## EXTRACT:
▶

Unfortunately, the Mardalsfossen has been succumbed to the building of a Hydroelectric Plant, set further back then the falls. The plant was built during the 1970’s through the controversy stirred up from environmentalists. Arne Ness, the founder of the Norwegian Deep Ecology movement, actually tied himself to the falls hoping to stop the construction. Deep ecologist believes that taking the water away from the forest was infringing on their natural right to exist as nature created them too.

The water fall still flows at full power from mid June to mid August despite this re-channeling. Tourist flock to this area during this time of the year to take advantage of this powerful waterfall at its capacity. It is also enjoyed by many people to come to the falls earlier or later in the year to view the water volume changes as the dam opens or closes.

◀

## WRITTEN TASKS:
1. Can you write out the Mardalsfossen passage starting with "Unfortunately, the Mardalsfossen" and going on through "created them too.", swapping "Hydroelectric Plant" for "hydropower station"?
2. Could you extend the Mardalsfossen passage beyond its last sentence?
The data that comes next isn't needed.

## ITEMS:
▶

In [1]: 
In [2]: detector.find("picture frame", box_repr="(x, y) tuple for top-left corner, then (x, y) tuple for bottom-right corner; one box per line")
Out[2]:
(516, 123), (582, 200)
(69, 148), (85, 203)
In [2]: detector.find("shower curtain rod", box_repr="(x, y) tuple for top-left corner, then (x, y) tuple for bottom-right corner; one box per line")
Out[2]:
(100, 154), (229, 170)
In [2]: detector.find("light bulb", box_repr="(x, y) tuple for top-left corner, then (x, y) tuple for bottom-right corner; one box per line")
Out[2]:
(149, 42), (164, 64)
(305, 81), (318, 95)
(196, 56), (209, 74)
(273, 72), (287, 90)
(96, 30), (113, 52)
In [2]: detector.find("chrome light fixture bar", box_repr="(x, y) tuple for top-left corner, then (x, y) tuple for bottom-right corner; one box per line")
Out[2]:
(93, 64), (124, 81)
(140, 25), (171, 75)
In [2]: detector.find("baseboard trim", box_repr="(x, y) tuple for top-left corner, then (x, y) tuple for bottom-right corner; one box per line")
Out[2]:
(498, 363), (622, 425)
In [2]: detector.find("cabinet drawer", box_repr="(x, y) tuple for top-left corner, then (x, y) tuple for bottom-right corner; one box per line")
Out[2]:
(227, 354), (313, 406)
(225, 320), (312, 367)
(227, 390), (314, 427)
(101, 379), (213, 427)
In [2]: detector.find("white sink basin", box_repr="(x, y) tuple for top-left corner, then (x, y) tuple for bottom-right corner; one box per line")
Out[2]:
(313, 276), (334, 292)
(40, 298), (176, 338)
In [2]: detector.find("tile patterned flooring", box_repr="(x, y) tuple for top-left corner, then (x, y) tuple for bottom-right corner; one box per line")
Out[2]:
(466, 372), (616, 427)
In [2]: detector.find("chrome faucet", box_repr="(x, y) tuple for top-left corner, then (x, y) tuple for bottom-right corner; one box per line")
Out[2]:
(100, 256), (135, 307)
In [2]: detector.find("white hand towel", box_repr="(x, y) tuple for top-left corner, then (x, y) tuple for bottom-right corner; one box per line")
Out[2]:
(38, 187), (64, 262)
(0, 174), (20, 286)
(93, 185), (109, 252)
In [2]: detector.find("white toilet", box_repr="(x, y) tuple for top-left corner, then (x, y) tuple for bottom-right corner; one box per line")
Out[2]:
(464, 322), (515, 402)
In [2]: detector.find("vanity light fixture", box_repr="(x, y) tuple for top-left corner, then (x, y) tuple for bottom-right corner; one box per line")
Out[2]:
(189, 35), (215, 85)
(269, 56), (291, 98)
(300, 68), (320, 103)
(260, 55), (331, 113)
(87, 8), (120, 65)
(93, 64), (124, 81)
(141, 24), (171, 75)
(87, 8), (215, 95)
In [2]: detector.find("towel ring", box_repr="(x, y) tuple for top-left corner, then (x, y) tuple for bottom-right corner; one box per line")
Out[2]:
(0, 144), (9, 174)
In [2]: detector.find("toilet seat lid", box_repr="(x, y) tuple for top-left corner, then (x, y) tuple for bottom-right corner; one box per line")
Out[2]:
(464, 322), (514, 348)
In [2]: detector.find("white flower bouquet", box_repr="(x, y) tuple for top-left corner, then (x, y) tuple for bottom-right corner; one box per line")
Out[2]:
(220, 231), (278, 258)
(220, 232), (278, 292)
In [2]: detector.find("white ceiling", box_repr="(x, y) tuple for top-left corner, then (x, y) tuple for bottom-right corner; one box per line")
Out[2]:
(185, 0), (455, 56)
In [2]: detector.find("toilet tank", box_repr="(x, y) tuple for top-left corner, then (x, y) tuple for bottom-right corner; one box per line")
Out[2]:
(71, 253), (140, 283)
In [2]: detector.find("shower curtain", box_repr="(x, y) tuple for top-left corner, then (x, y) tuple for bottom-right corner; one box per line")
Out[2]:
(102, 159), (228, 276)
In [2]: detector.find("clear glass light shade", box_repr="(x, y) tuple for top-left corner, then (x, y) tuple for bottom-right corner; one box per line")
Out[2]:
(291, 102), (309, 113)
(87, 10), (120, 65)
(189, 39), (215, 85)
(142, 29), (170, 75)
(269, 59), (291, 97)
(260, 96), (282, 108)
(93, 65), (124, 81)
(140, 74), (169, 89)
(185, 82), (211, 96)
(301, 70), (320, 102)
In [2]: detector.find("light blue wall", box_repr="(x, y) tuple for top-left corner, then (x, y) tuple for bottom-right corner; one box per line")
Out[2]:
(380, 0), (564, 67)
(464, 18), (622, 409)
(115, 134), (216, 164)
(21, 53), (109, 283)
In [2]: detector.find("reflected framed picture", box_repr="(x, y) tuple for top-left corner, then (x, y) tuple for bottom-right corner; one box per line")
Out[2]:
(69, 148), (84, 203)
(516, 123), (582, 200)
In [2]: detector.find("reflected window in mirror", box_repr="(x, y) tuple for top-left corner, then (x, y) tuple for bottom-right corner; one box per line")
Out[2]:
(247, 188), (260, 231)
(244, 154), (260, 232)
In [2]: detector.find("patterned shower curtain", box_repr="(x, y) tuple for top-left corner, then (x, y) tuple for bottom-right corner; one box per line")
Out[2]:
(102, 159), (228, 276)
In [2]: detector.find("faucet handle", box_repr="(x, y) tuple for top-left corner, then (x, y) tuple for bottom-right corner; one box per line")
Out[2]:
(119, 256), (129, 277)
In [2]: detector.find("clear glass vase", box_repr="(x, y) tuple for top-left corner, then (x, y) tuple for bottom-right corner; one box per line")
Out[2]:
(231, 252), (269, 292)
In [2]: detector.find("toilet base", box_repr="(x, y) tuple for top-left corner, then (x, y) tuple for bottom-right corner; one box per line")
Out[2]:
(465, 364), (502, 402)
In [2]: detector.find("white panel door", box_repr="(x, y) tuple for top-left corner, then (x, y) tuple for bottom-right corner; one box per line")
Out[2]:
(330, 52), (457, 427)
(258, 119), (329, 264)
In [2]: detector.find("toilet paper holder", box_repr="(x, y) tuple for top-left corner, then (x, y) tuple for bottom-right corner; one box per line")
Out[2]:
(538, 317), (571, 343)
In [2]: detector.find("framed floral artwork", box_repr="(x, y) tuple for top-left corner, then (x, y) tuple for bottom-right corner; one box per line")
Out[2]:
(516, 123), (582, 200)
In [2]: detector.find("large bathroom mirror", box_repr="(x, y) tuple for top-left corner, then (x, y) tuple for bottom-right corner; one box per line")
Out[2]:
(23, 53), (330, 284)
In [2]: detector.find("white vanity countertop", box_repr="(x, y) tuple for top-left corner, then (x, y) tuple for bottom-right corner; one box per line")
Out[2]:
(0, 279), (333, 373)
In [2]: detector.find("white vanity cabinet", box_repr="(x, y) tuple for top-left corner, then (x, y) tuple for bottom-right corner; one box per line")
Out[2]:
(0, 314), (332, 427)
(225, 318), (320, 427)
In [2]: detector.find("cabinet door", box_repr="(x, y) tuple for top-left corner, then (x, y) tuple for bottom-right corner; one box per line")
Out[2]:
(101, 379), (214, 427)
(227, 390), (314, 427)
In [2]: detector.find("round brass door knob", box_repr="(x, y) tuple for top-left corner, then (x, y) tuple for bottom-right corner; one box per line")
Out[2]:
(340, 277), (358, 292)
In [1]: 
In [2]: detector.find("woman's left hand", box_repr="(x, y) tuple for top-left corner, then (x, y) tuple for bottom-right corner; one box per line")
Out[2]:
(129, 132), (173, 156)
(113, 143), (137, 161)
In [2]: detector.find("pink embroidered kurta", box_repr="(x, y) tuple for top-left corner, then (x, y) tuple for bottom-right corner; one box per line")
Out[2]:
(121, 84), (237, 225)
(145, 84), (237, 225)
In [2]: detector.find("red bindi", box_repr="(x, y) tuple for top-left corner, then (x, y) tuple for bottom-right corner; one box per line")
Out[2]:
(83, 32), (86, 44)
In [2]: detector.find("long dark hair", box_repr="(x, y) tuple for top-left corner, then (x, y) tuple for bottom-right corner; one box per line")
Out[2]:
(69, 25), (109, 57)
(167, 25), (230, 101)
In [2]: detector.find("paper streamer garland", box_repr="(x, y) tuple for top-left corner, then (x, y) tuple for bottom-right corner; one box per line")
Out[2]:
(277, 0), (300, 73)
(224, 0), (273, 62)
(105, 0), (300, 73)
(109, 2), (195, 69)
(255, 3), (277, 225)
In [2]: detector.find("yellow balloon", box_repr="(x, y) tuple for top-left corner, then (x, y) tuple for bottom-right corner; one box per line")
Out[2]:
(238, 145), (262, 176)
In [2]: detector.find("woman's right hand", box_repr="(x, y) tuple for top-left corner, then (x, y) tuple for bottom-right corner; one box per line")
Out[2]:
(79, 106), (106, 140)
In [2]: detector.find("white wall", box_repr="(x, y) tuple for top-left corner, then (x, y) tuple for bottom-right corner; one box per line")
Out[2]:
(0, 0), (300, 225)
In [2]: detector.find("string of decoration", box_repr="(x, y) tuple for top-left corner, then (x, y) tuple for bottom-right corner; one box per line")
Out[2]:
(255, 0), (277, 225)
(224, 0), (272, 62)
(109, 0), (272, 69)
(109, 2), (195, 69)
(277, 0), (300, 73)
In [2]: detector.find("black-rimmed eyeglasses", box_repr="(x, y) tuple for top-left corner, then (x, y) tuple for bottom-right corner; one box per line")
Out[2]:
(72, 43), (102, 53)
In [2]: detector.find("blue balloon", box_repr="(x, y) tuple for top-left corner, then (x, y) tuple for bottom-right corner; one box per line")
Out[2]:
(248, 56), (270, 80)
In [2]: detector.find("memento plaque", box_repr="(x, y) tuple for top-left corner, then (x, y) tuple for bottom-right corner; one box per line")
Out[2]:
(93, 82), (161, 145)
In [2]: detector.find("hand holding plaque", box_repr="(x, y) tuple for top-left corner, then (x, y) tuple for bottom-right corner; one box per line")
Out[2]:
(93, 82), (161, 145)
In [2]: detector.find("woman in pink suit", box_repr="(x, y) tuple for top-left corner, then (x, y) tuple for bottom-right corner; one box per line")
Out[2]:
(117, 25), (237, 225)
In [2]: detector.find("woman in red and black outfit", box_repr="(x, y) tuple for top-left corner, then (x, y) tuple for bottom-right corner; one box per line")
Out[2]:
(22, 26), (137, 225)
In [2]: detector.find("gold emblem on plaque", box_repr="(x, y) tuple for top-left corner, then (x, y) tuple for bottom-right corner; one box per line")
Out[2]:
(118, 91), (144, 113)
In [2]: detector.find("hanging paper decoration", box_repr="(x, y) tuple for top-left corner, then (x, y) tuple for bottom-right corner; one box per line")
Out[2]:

◀

## RESPONSES FOR EACH TASK:
1.
Unfortunately, the Mardalsfossen has been succumbed to the building of a hydropower station, set further back then the falls. The plant was built during the 1970’s through the controversy stirred up from environmentalists. Arne Ness, the founder of the Norwegian Deep Ecology movement, actually tied himself to the falls hoping to stop the construction. Deep ecologist believes that taking the water away from the forest was infringing on their natural right to exist as nature created them too.

2.
Waterfalls in Norway are fed through the steady trickle of snow melt that occurs higher up in the mountains. This flows much heavier in the early spring as the weather warms and the snow melts. The Mardalsfossen falls into the lake Eikesdalsvatnet.

The falls are about 80 feet wide, but seem to be much thinner when flowing against the massive cliffs over which they fall. The tiered falls, with the upper being slightly to the right of the lower, creates stunning pictures. There is normally a light mist that rises as a result of the cascades from the lower fountain. The dark grey cliffs provide a stark contrast to the white gushing water as it falls over the side of the mountain. The mountain features lush fauna on either side of the fall.